ESERCIZIO SCRITTO: Per favore, disponi tutte le righe degli elementi qui sotto come tabella Markdown con le colonne «N.» per il numero progressivo e «Riga» per il testo, tralasciando le righe vuote. Lascia fuori dalla risposta le immagini.
┌──
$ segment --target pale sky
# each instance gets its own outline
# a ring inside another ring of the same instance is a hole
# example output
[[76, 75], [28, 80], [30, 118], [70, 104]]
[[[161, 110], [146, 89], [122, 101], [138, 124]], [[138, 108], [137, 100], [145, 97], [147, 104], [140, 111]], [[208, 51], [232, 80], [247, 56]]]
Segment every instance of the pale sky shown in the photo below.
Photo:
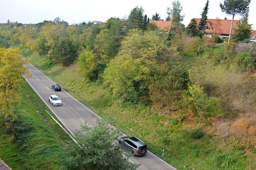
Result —
[[[37, 23], [44, 20], [53, 21], [60, 18], [69, 24], [82, 22], [98, 21], [106, 22], [111, 17], [127, 18], [131, 11], [138, 6], [144, 9], [144, 14], [151, 19], [158, 13], [161, 19], [167, 16], [167, 7], [172, 7], [174, 0], [0, 0], [0, 23], [12, 22], [22, 23]], [[185, 14], [182, 23], [186, 26], [192, 18], [201, 18], [206, 0], [180, 0], [182, 6], [182, 14]], [[222, 12], [220, 3], [224, 0], [210, 0], [207, 15], [208, 19], [218, 17], [223, 19], [232, 17]], [[250, 4], [249, 23], [256, 29], [256, 0], [251, 0]], [[239, 20], [241, 16], [235, 16]]]

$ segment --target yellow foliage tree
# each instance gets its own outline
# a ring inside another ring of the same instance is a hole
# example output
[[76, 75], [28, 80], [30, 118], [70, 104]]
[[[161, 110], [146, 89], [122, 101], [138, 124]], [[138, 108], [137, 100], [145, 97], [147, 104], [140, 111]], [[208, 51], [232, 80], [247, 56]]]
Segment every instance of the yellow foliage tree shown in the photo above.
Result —
[[29, 60], [19, 55], [18, 48], [0, 48], [0, 120], [6, 122], [14, 134], [14, 121], [17, 118], [14, 109], [20, 102], [17, 89], [22, 83], [22, 74], [31, 76], [24, 66]]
└──
RISPOSTA ALL'ESERCIZIO:
| N. | Riga |
|---|---|
| 1 | $ segment --target pale sky |
| 2 | # each instance gets its own outline |
| 3 | # a ring inside another ring of the same instance is a hole |
| 4 | # example output |
| 5 | [[76, 75], [28, 80], [30, 118], [70, 104]] |
| 6 | [[[161, 110], [146, 89], [122, 101], [138, 124]], [[138, 108], [137, 100], [145, 97], [147, 104], [140, 111]], [[208, 51], [232, 80], [247, 56]]] |
| 7 | Segment every instance of the pale sky shown in the photo below. |
| 8 | Photo: |
| 9 | Result — |
| 10 | [[[37, 23], [44, 20], [53, 21], [60, 18], [69, 24], [82, 22], [98, 21], [106, 22], [111, 17], [127, 18], [131, 11], [138, 6], [144, 9], [144, 14], [151, 19], [158, 13], [161, 19], [167, 16], [167, 7], [172, 7], [174, 0], [0, 0], [0, 23], [12, 22], [22, 23]], [[185, 14], [182, 23], [186, 26], [192, 18], [201, 18], [206, 0], [180, 0], [182, 6], [182, 14]], [[222, 12], [220, 3], [224, 0], [210, 0], [207, 15], [208, 19], [218, 17], [223, 19], [232, 17]], [[250, 4], [249, 23], [256, 29], [256, 0], [251, 0]], [[239, 20], [241, 16], [235, 16]]] |
| 11 | $ segment --target yellow foliage tree |
| 12 | # each instance gets its own outline |
| 13 | # a ring inside another ring of the same instance is a hole |
| 14 | # example output |
| 15 | [[76, 75], [28, 80], [30, 118], [70, 104]] |
| 16 | [[[161, 110], [146, 89], [122, 101], [138, 124]], [[138, 108], [137, 100], [145, 97], [147, 104], [140, 111]], [[208, 51], [232, 80], [247, 56]]] |
| 17 | Segment every instance of the yellow foliage tree shown in the photo above. |
| 18 | Result — |
| 19 | [[29, 60], [19, 55], [18, 48], [0, 48], [0, 120], [6, 122], [14, 134], [14, 121], [17, 118], [14, 109], [20, 102], [17, 89], [22, 83], [22, 74], [31, 76], [24, 66]] |